DATA RECORDS:

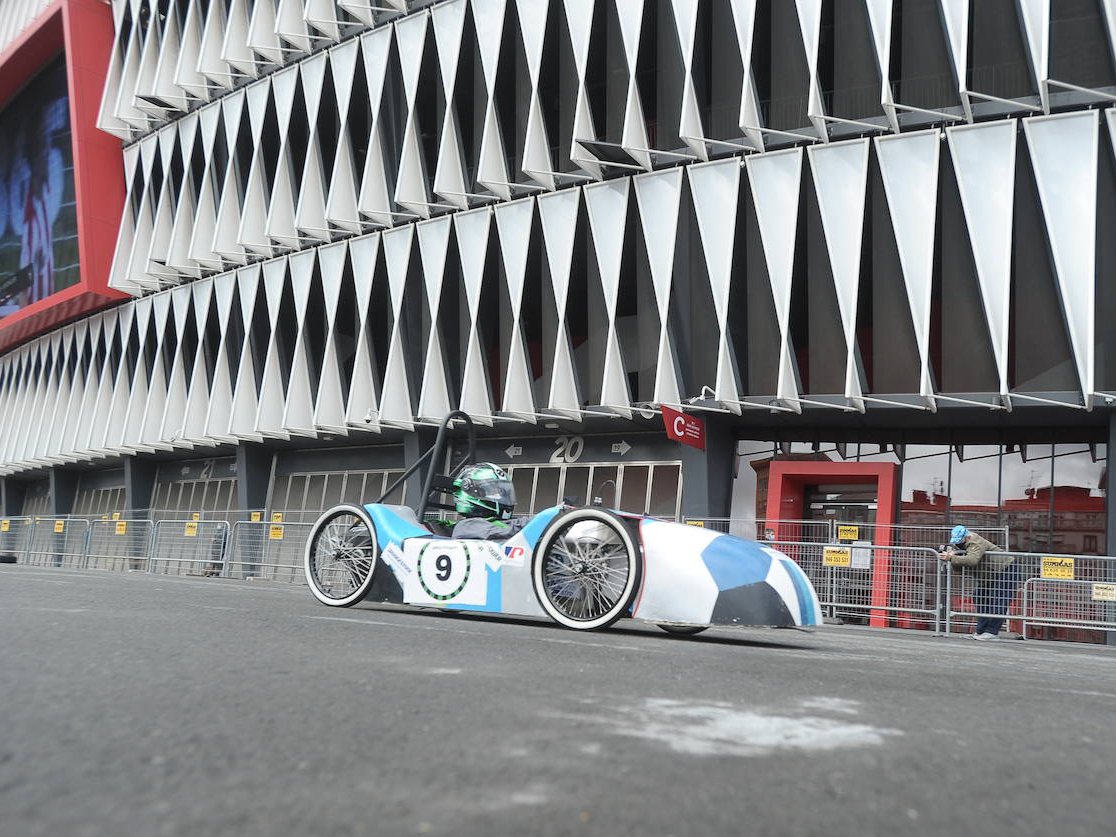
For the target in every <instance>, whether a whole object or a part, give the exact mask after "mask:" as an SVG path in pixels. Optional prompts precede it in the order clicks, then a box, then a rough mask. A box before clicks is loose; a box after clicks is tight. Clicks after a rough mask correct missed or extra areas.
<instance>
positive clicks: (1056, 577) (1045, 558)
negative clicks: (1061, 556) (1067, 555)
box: [1042, 556, 1074, 580]
mask: <svg viewBox="0 0 1116 837" xmlns="http://www.w3.org/2000/svg"><path fill="white" fill-rule="evenodd" d="M1042 577H1043V578H1065V579H1069V580H1072V578H1074V559H1072V558H1051V557H1049V556H1043V557H1042Z"/></svg>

ASSIGNMENT: Repeat the stretch from the start of the records through the line containing "positive clicks: (1056, 577) (1045, 558)", changing "rough mask" to "coarse mask" and keeping everything else the same. Leave the pictures out.

EXERCISE SOLUTION:
For the target in every <instance>, whether a whole object or a part, give the exact mask after "mask:" as an SVG path in pixels. Optional prompts precede it in the order clicks, then a box, then a coarse mask. A box before clicks is loose; a box after clicks is tight. Clicks after a coarse mask correct missed or extra areas.
<instance>
positive clicks: (1056, 577) (1045, 558)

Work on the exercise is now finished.